Not much is known about the man, and there are no known photographs of him. The evidence suggests that Sutherland was born in Jamaica sometime in the early 1830s. The birth date on his gravestone is 1830, but an 1871 Ontario census indicates he was born in 1834.
Sutherland’s parentage is also open to speculation. His Scottish surname suggests that he may have had the name of his parents' "masters" if they were slaves. The other possibility is that his father was Scottish and chose to send him to a college with Scottish roots and academic values. (The School of Medicine would also, in its early years, take in several black sons of white British plantation owners, sent here from the Caribbean.) One of Sutherland’s classmates at Queen's, James MacLennan, BA 1849, LLD 1885 – who became a Supreme Court Judge, served as chair of the University’s Board of Trustees, and served as the executor of Sutherland’s will – stated as much in a 1911 letter that he wrote to Queen's.
What is known for sure about Sutherland is that he must have had help from a patron or family member because tuition was $12 per term when he enrolled in 1849, and room and board would have cost another seven or eight dollars.
Sutherland’s classmates seem to have welcomed him, for they chose him as the winner of the "general merit" award in his second year. He led his class in Greek and mathematics throughout his academic career, winning numerous awards. Sutherland was also an avid debater and served as treasurer of the Dialectic Society in 1851-52.

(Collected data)
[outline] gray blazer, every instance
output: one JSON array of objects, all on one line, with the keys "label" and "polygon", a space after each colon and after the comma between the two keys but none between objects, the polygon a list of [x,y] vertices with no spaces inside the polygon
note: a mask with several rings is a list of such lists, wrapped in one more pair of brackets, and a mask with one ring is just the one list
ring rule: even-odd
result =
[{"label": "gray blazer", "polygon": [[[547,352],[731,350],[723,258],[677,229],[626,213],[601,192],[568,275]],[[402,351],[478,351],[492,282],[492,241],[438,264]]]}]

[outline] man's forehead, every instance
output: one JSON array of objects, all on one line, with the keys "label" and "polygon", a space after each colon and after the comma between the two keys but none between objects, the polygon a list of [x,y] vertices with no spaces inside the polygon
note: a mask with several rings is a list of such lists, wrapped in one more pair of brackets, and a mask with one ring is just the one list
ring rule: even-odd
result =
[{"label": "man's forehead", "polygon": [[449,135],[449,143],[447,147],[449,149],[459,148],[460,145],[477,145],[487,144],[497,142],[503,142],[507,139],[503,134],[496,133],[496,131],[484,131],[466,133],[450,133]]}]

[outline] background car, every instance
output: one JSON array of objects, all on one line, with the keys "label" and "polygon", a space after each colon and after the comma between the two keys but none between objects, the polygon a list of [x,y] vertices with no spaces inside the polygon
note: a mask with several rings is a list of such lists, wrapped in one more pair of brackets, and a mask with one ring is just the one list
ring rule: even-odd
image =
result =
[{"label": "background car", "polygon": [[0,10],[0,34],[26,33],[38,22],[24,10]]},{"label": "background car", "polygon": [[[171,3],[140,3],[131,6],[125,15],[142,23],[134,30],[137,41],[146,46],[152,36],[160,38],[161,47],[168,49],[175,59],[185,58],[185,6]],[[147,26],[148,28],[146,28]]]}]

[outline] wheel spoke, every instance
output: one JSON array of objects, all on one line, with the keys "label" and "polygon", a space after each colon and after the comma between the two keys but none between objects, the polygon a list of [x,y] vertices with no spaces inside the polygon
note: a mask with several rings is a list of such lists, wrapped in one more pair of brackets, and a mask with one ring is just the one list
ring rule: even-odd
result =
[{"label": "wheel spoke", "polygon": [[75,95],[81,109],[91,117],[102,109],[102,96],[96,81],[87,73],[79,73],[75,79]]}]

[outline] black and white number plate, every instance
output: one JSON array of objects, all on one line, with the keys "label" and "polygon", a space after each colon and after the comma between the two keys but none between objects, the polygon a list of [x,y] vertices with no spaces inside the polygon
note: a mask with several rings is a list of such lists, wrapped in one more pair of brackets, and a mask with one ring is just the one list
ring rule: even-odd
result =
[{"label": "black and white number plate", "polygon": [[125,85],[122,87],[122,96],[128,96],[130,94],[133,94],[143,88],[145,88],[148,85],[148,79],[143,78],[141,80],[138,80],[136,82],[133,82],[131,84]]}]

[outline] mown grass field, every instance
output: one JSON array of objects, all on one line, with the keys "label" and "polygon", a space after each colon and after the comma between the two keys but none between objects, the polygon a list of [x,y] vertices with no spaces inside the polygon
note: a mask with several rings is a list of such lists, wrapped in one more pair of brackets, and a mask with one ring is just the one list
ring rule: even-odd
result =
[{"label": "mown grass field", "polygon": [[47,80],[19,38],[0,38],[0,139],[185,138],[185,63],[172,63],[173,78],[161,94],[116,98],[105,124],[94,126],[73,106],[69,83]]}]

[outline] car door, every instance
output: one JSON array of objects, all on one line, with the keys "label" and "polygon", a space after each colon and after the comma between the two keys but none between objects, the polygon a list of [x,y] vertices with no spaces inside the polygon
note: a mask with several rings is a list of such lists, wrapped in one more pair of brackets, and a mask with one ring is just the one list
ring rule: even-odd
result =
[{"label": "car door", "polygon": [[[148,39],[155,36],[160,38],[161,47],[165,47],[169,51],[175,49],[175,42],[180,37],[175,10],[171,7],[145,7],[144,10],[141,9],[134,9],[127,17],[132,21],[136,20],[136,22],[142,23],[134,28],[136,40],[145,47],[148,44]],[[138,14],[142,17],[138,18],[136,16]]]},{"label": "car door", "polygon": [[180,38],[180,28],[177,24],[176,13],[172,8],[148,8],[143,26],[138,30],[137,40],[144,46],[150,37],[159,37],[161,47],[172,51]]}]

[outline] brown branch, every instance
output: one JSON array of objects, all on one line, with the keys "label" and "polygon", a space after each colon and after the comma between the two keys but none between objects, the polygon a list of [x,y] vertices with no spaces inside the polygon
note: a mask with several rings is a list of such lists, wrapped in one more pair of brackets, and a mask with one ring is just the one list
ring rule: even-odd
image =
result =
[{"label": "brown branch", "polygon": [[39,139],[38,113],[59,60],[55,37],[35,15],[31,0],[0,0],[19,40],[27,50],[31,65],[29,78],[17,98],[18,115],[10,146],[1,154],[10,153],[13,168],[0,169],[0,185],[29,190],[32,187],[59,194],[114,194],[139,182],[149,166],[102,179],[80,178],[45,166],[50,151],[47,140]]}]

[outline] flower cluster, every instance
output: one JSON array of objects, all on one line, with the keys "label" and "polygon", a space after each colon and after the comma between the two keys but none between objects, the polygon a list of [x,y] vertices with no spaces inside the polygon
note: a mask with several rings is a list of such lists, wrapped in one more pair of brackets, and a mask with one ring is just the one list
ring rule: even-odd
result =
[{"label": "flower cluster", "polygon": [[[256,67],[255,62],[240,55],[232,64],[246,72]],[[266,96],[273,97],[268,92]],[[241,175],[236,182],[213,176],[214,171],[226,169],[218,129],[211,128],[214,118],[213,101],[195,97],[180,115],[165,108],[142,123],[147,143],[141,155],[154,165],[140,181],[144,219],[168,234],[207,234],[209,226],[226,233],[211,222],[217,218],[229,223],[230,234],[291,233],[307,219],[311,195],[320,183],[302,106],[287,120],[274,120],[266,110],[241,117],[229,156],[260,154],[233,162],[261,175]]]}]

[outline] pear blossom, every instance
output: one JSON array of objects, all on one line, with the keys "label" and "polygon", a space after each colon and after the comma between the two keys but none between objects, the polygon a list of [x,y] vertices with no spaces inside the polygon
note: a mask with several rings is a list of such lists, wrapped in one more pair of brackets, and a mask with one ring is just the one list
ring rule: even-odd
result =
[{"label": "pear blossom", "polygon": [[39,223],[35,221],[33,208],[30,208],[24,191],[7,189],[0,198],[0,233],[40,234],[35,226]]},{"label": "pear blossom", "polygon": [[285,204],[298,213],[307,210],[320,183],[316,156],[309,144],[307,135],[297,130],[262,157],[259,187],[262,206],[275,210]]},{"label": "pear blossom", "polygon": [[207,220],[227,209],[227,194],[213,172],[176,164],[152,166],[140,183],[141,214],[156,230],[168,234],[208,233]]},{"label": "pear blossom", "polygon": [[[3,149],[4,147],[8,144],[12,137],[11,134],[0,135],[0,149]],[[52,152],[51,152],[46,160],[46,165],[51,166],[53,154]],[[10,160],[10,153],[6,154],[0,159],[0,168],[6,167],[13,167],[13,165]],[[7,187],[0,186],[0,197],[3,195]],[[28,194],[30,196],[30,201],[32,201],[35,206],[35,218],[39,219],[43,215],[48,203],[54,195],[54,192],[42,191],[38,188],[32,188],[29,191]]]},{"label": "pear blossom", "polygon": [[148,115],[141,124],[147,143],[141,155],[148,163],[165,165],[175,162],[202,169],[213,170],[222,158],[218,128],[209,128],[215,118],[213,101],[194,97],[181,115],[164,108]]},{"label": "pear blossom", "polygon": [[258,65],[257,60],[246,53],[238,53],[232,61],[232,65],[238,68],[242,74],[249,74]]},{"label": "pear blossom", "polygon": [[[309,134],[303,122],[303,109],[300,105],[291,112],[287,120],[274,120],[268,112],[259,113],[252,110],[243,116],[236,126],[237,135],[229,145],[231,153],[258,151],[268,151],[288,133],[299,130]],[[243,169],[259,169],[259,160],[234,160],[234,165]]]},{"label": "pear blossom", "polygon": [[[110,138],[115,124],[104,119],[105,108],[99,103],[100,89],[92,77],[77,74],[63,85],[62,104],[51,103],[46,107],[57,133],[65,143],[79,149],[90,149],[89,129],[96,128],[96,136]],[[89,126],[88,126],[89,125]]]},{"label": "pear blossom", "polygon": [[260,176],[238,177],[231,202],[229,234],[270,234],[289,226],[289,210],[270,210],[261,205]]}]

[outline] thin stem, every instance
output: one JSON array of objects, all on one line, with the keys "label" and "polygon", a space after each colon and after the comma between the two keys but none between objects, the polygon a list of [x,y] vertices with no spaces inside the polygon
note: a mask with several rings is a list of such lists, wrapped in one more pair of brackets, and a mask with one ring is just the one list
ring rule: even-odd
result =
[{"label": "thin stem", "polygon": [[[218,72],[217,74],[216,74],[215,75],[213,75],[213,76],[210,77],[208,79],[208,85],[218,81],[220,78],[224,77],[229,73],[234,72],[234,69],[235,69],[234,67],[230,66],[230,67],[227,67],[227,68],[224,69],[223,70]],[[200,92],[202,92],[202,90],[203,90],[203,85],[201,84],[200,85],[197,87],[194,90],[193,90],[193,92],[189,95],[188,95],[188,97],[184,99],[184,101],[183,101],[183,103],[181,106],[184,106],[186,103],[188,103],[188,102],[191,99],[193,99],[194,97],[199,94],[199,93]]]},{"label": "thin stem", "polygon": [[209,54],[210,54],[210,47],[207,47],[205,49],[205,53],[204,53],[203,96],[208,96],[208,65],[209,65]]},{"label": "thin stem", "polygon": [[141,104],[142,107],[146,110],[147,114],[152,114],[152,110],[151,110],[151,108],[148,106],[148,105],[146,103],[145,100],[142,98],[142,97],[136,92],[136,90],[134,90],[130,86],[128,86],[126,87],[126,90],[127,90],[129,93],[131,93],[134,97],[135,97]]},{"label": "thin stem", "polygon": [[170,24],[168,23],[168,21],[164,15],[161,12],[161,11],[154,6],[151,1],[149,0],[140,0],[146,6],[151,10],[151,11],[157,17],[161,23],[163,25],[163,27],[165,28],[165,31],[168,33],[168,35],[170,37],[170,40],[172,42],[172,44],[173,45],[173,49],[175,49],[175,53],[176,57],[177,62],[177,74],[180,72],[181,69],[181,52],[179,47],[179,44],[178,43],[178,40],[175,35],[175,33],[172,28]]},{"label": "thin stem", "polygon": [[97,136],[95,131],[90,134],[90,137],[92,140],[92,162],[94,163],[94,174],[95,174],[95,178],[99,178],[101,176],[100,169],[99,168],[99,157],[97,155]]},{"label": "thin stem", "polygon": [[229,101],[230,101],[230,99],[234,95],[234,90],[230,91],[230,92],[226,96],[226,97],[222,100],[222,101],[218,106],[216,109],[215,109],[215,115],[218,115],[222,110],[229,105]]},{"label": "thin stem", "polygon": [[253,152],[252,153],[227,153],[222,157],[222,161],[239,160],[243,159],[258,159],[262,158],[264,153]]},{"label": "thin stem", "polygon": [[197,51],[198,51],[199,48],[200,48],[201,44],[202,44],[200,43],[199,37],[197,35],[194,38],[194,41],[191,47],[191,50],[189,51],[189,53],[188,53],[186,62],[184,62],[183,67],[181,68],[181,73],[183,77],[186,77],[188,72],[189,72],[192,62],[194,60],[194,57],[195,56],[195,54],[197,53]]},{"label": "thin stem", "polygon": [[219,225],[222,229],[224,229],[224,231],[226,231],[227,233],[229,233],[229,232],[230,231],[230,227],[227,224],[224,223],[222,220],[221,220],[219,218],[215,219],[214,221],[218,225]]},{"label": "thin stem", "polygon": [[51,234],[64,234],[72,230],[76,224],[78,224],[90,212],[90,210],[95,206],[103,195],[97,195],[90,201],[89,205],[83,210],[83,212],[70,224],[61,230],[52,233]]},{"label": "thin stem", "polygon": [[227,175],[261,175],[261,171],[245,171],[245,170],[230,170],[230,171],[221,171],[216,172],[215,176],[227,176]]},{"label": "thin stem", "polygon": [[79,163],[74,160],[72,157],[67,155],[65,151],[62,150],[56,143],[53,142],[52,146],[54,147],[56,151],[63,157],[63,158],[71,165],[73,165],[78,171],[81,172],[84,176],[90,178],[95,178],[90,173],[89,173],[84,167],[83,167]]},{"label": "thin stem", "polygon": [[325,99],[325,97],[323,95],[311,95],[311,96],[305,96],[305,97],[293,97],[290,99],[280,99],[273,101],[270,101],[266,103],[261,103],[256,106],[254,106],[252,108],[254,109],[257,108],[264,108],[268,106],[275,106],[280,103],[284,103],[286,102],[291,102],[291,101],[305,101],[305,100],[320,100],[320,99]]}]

**TASK TO CARRY OUT:** Decide whether each of the following statements agrees with the text on Sutherland, answering yes or no and quoting the words of the text that decide it. 1. Sutherland's gravestone gives 1834 as his year of birth. 2. Tuition was $12 per term when Sutherland enrolled in 1849. 3. Sutherland served as treasurer of the Dialectic Society.

**RESPONSE TO THE EXERCISE:**
1. No: "The birth date on his gravestone is 1830"
2. Yes: "tuition was $12 per term when he enrolled in 1849"
3. Yes: "served as treasurer of the Dialectic Society in 1851-52"